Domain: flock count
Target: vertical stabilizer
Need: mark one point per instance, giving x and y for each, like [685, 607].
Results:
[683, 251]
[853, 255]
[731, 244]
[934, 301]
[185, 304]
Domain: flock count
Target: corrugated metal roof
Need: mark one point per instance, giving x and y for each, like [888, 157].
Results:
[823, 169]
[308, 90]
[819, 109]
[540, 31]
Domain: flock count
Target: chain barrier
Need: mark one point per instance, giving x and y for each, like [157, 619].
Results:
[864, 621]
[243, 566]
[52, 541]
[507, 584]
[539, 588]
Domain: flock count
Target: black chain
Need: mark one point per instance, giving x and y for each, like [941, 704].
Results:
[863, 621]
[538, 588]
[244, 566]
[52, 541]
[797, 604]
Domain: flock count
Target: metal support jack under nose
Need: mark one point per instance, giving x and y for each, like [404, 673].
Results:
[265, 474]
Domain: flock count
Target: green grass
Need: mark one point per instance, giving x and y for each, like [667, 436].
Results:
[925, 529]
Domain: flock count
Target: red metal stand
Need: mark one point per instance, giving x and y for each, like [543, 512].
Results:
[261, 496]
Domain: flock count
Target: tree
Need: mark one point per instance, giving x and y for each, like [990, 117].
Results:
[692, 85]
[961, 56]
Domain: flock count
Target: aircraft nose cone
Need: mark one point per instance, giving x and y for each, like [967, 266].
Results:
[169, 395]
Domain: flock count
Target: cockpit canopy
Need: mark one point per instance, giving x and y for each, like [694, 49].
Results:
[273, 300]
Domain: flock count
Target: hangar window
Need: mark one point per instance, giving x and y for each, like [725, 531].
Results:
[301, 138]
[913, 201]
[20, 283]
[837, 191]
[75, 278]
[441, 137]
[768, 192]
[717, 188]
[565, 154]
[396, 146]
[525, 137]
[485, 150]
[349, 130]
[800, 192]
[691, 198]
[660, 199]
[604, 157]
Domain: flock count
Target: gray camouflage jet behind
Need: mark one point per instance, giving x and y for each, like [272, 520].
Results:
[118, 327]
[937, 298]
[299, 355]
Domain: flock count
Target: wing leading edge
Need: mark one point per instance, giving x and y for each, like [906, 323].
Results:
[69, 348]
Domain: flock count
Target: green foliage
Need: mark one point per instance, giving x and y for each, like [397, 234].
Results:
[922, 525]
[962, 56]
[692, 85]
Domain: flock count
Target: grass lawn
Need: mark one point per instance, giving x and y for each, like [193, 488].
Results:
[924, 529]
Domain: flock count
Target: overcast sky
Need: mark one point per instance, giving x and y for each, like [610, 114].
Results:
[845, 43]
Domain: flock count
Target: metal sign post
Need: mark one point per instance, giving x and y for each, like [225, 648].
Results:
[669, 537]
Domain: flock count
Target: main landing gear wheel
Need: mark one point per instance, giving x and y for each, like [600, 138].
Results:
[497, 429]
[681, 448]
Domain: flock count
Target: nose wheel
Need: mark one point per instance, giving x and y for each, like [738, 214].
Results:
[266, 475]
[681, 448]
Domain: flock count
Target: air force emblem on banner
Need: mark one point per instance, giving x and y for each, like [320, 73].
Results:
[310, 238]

------------------------------------------------

-- Requirement --
Print the material once more, keeping every word as it is.

-- Exercise output --
Domain: flock count
Target: vertical stabilizer
Need: mark one point per instance, giving x and y for each, like [685, 607].
Results:
[683, 251]
[853, 255]
[731, 244]
[934, 301]
[185, 304]
Domain: flock count
Target: corrugated metal roof
Need: mark one point per instance, giving x and y for each, like [888, 157].
Results:
[823, 169]
[308, 90]
[819, 109]
[540, 31]
Domain: flock count
Target: chain barrier
Need: mark one point per instance, giving x and y for each, like [157, 619].
Results:
[864, 621]
[243, 566]
[52, 541]
[507, 584]
[539, 588]
Domain: flock count
Target: black chain
Need: mark one point per instance, giving x and y for each, like [941, 704].
Results:
[863, 621]
[538, 588]
[244, 566]
[52, 541]
[797, 604]
Domain: flock count
Target: metal support jack under nose
Need: mark one point per instance, giving x and y for each, like [404, 673].
Results:
[265, 474]
Domain: flock count
Target: green grass
Need: mark one point per instance, giving x and y for each, like [667, 436].
Results:
[925, 529]
Domain: flock count
Target: red metal stand
Need: mark one point per instance, giving x and y for each, like [543, 512].
Results:
[261, 496]
Domain: flock count
Target: tree
Need: mark one point per instance, giving x and y for each, like [990, 117].
Results:
[692, 85]
[961, 56]
Domain: flock count
Target: aircraft nose cone
Need: mark one point per instance, giving x and y for each, like [967, 266].
Results:
[169, 395]
Domain: flock count
Target: cockpit canopy
Need: mark one point per instance, giving x and y for each, like [694, 49].
Results:
[273, 300]
Domain: flock count
Target: hangar window
Need: mark one point per instance, giving x and y for each, like [725, 531].
Results:
[301, 138]
[913, 201]
[20, 283]
[837, 191]
[75, 278]
[441, 137]
[768, 192]
[717, 188]
[565, 154]
[396, 146]
[525, 137]
[485, 150]
[349, 130]
[800, 192]
[691, 198]
[660, 199]
[604, 157]
Domain: flock count
Target: gray camouflage jet behind
Need: mark one point per instance, giving x and y for each, like [272, 520].
Results:
[118, 327]
[937, 298]
[299, 355]
Domain: flock count
Target: wing leading edge
Need: mark one point per instance, giving x and y for each, like [906, 323].
Results:
[69, 348]
Domain: flock count
Target: green foliage
Need: mark one point per instance, giving x and y for each, like [397, 234].
Results:
[922, 525]
[962, 56]
[692, 85]
Domain: flock count
Target: grass lawn
Need: mark one point per instance, giving x and y for each, like [193, 488].
Results:
[924, 529]
Domain: flock count
Target: overcast sky
Need: mark one point per instance, giving x and y for each, like [610, 114].
Results:
[845, 43]
Domain: flock count
Target: metal sign post
Need: mark one point per instance, giving x and y for each, like [225, 648].
Results:
[669, 537]
Domain: flock count
Target: main landing gear wheel
Need: mark one point per instance, giving x and y for each, like [600, 138].
Results:
[497, 429]
[681, 448]
Domain: flock count
Target: nose wheel
Need: mark one point per instance, giving x and y for each, like [738, 214].
Results:
[266, 475]
[681, 448]
Domain: flock count
Target: air force emblem on banner
Need: mark one point per instance, giving x and y for each, like [320, 73].
Results:
[310, 238]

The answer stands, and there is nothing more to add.